> Given text
################

RuntimeError: The size of tensor a (65537) must match the size of tensor b (50177) at non-singleton dimension 1

I am trying to extract part of the pretrained mvit model but it’s giving me the following error RuntimeError: The size of tensor a (65537) must match the size of tensor b (50177) at non-singleton dimension 1. If I use x3d_l, it works just fine. Not sure what I am doing wrong.

class VideoModel(nn.Module):
            def __init__(self):
                super(VideoModel, self).__init__()
                model_name = 'mvit_base_32x3'#'mvit_base_32x3'   X3D_L - 77.44% and mvit_base_32x3 - 80.30 on kinetics400 
                original_model =  torch.hub.load('facebookresearch/pytorchvideo', model_name, pretrained=True)
                self.features = nn.Sequential(
                    *list(original_model.children())[:-1] #mvit
                    #*list(original_model.blocks.children())[:-1] #x3d
                )
                
            def forward(self, x):
                x = self.features(x)
                return x

model = VideoModel()
x = torch.randn(1, 3,32,256,256)

################

> Exercises to complete
A. In the forum post about the tensor size mismatch error, which model does the poster say works without problems?
B. Continue the forum post about the tensor size mismatch error from the point where it stops.

################

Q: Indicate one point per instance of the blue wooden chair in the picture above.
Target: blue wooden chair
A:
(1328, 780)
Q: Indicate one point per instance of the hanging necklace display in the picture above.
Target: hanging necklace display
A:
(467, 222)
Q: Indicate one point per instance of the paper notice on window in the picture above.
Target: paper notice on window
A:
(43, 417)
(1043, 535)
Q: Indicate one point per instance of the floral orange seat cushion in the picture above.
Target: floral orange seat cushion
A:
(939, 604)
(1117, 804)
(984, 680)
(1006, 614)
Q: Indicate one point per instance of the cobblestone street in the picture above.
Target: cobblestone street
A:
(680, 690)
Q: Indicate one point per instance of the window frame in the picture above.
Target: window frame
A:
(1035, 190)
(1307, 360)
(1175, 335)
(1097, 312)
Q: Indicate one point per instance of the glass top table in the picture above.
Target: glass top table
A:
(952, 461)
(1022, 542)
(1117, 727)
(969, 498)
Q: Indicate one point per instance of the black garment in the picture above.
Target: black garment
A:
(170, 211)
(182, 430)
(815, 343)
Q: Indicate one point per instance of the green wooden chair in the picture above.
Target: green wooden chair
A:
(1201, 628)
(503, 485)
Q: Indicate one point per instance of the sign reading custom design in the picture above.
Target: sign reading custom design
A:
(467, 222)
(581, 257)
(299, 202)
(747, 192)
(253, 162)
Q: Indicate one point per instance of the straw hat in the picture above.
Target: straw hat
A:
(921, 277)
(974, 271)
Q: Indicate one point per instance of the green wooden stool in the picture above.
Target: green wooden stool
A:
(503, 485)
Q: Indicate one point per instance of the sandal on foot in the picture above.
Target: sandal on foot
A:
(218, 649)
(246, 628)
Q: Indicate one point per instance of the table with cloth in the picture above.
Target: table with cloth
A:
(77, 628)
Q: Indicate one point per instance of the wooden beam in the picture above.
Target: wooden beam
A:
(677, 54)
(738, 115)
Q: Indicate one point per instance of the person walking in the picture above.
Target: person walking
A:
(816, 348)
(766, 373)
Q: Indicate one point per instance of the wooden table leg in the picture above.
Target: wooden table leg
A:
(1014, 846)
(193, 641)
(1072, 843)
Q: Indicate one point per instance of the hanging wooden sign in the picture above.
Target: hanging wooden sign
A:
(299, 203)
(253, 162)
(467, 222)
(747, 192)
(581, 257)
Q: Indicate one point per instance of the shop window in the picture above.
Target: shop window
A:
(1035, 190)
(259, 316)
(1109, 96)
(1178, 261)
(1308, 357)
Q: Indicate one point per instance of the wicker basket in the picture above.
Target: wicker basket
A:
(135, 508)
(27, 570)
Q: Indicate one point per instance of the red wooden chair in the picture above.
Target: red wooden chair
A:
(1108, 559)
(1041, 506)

################

> Task-by-task outputs
A. x3d_l

B.
pred = model(x)

If I change the size of x to (1,3,32,224,224) I get NotImplementedError but the following code works and produces the [1, 400] prediction probability.

model_name = 'mvit_base_32x3'#'mvit_base_32x3'   X3D_L - 77.44% and mvit_base_32x3 - 80.30 on kinetics400 
original_model =  torch.hub.load('facebookresearch/pytorchvideo', model_name, pretrained=True)
x = torch.randn(1, 3,32,224,224)
pred = original_model(x)

Any suggestion will be a great help. Thanks.

Here you can see what can happen when you use nn.Sequential.

If you inspect here how the x3d is created, you will see that it uses nn.Modules. If you see my other answer then you will see why this works.

Now in contrast, MViT is using functional API on the forward pass. You can inspect the source code here.

If you use the original_model, then, as you said, you have to input the video in the shape BxCxTxHxW where C=3, H=224 and W=224.

Not changing anything

This will work.

model_name = 'mvit_base_32x3'
original_model =  torch.hub.load('facebookresearch/pytorchvideo', model_name, pretrained=True)

input_vid = torch.randn(1, 3,32,224,224)
original_model(input_vid).shape
# Output
torch.Size([1, 400])

Using nn.Sequential

Above I have linked another answer as to why it may not work with nn.Sequential.

features = torch.nn.Sequential(*list(original_model.children())[:-1])
features(input_vid)

As you said, this will raise the following error

--> 201     raise NotImplementedError

Modifying the head

If you print the original model, you can see that you can access the head like this

original_model.head
# Output
VisionTransformerBasicHead(
  (sequence_pool): SequencePool()
  (dropout): Dropout(p=0.5, inplace=False)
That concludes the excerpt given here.